JOB: Reproduce the stretch of the material below from the line containing "Pick-planner input: for every instance of the person standing" through the line containing "point(317, 136)", keeping every request line unchanged and adjusting each x and y coordinate in the points by -26.

[Location identification entries]
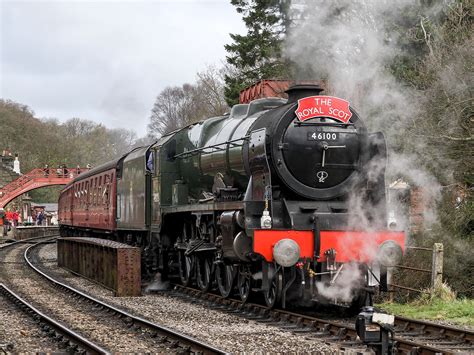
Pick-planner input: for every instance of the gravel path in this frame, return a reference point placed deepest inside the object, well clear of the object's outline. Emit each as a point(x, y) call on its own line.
point(19, 333)
point(222, 330)
point(107, 331)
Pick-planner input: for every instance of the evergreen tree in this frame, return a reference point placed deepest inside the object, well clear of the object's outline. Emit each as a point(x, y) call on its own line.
point(256, 55)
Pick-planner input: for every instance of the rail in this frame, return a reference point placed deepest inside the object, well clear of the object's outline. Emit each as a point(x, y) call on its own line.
point(411, 336)
point(189, 344)
point(68, 335)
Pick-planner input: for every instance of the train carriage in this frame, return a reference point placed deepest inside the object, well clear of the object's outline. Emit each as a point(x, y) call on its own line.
point(259, 199)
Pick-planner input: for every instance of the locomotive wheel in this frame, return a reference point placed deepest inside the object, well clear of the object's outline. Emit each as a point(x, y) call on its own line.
point(244, 282)
point(203, 273)
point(225, 276)
point(273, 294)
point(185, 268)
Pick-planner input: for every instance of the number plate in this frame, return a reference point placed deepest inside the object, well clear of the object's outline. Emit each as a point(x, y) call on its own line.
point(323, 136)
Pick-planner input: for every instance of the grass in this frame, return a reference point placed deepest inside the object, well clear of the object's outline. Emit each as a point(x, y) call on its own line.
point(443, 305)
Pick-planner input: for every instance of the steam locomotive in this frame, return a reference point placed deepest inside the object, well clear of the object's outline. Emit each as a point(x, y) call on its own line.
point(280, 198)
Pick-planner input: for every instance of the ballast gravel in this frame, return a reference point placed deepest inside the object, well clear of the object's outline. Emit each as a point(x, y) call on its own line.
point(19, 333)
point(222, 330)
point(79, 316)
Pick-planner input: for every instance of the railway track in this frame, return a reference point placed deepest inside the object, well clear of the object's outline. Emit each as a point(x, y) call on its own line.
point(68, 339)
point(411, 336)
point(127, 327)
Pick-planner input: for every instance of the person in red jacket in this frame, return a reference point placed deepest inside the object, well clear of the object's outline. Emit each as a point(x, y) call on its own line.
point(9, 218)
point(15, 218)
point(3, 225)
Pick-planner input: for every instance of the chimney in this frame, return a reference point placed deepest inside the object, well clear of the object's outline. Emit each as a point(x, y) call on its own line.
point(297, 92)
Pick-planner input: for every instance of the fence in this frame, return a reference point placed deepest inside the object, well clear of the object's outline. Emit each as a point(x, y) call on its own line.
point(436, 269)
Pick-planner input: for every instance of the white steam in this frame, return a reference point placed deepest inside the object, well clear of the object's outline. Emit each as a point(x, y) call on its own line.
point(350, 44)
point(341, 289)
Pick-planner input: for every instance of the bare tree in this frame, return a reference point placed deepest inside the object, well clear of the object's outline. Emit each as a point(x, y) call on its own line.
point(176, 107)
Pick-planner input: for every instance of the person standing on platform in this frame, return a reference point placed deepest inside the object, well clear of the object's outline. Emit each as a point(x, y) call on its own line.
point(40, 218)
point(15, 218)
point(3, 225)
point(9, 219)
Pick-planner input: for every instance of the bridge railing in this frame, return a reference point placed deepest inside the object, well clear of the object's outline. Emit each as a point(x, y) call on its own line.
point(41, 174)
point(57, 172)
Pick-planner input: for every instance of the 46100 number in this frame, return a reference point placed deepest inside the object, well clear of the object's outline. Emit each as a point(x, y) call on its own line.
point(317, 136)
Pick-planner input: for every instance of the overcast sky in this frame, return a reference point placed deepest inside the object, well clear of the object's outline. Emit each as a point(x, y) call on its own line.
point(107, 60)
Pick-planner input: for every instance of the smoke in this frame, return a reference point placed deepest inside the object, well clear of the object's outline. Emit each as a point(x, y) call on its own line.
point(350, 44)
point(343, 286)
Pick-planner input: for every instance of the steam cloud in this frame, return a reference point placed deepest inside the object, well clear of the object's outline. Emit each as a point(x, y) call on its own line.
point(348, 43)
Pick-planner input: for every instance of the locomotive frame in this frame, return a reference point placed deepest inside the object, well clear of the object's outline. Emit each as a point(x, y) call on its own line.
point(218, 204)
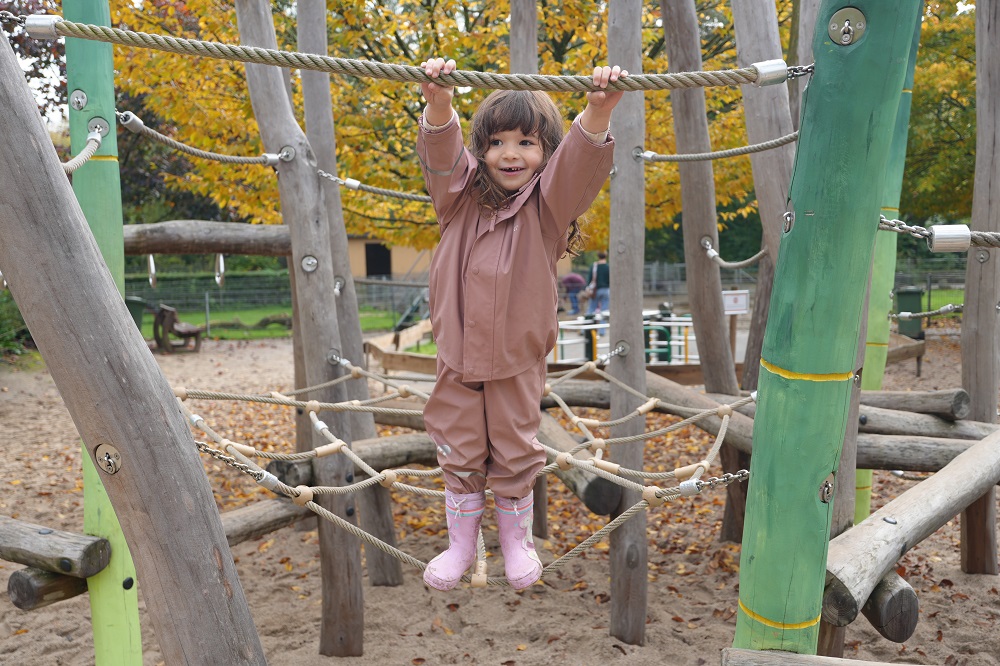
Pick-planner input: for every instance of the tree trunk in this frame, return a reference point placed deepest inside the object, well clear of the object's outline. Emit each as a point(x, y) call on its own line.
point(79, 321)
point(625, 252)
point(683, 41)
point(305, 212)
point(375, 503)
point(757, 40)
point(980, 339)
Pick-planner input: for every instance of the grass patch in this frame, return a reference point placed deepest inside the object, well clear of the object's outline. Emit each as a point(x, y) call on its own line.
point(260, 323)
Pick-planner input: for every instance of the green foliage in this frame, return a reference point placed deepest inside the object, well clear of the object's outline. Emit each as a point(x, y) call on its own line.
point(941, 151)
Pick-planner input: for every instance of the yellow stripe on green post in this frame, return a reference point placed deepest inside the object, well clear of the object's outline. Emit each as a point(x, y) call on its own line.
point(813, 331)
point(114, 604)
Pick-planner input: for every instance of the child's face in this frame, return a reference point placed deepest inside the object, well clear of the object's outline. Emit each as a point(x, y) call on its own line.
point(513, 158)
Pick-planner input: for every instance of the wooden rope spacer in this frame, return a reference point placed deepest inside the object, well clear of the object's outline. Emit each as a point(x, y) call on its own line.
point(606, 465)
point(649, 494)
point(245, 449)
point(305, 495)
point(329, 449)
point(390, 478)
point(479, 578)
point(686, 472)
point(649, 406)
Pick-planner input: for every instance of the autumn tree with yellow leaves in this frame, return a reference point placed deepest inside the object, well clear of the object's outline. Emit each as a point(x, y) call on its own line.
point(205, 101)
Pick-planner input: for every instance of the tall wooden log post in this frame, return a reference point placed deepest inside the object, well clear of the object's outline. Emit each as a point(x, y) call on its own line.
point(884, 266)
point(980, 337)
point(813, 337)
point(114, 606)
point(304, 210)
point(625, 252)
point(524, 60)
point(117, 396)
point(757, 40)
point(683, 40)
point(375, 504)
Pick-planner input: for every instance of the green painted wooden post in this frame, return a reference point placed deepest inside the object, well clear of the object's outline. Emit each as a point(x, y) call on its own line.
point(884, 266)
point(114, 604)
point(813, 331)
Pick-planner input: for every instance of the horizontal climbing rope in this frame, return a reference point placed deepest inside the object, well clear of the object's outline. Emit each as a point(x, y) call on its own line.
point(239, 457)
point(650, 156)
point(353, 184)
point(943, 237)
point(134, 124)
point(943, 310)
point(714, 256)
point(89, 150)
point(40, 26)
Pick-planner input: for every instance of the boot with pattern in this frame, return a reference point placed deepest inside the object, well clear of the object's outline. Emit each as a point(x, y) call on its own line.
point(465, 513)
point(514, 518)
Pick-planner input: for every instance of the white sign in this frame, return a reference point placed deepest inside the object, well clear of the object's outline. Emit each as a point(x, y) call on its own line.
point(736, 302)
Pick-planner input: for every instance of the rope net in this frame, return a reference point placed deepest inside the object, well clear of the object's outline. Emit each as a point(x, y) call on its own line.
point(590, 455)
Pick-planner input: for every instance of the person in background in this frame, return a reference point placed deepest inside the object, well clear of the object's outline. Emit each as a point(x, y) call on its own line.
point(600, 284)
point(573, 283)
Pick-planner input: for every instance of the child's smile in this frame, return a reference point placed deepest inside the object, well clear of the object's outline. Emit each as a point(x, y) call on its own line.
point(513, 158)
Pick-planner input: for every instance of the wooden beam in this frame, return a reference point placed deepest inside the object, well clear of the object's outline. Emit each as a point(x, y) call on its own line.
point(32, 588)
point(117, 396)
point(893, 608)
point(206, 237)
point(859, 558)
point(980, 335)
point(948, 404)
point(77, 555)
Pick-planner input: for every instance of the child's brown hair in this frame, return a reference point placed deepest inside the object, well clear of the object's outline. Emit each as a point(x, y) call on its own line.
point(531, 112)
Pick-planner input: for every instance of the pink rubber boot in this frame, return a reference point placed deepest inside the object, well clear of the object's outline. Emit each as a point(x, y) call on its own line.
point(519, 557)
point(465, 513)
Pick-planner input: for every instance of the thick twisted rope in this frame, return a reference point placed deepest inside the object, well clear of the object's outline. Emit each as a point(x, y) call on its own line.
point(352, 184)
point(134, 124)
point(978, 238)
point(93, 145)
point(403, 73)
point(650, 156)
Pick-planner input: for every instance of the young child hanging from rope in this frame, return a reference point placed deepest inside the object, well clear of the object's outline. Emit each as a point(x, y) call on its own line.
point(507, 208)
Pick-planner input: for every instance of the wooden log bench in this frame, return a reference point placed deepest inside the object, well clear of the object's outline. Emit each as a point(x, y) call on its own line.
point(167, 324)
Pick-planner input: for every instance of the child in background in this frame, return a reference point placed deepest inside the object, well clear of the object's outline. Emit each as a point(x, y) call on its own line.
point(507, 208)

EXPECTED ANSWER:
Pick-planner input: for every instance of the person standing on platform in this frame, return a reference point placed deepest inside the object, well clear of the object's outline. Emit each as a point(x, y) call on its own line.
point(14, 192)
point(-11, 192)
point(-23, 199)
point(-17, 193)
Pick-planner input: for every instance of the bridge railing in this frame, return a reference point placed deepest inside the object, well clear of the object's outline. Emit each as a point(x, y) call on its own line.
point(15, 148)
point(31, 146)
Pick-planner input: for every instance of the 46100 number in this frame, return a reference point placed deepest inside the object, well clear of the object's outline. Emit each as a point(x, y) call on its own line.
point(291, 110)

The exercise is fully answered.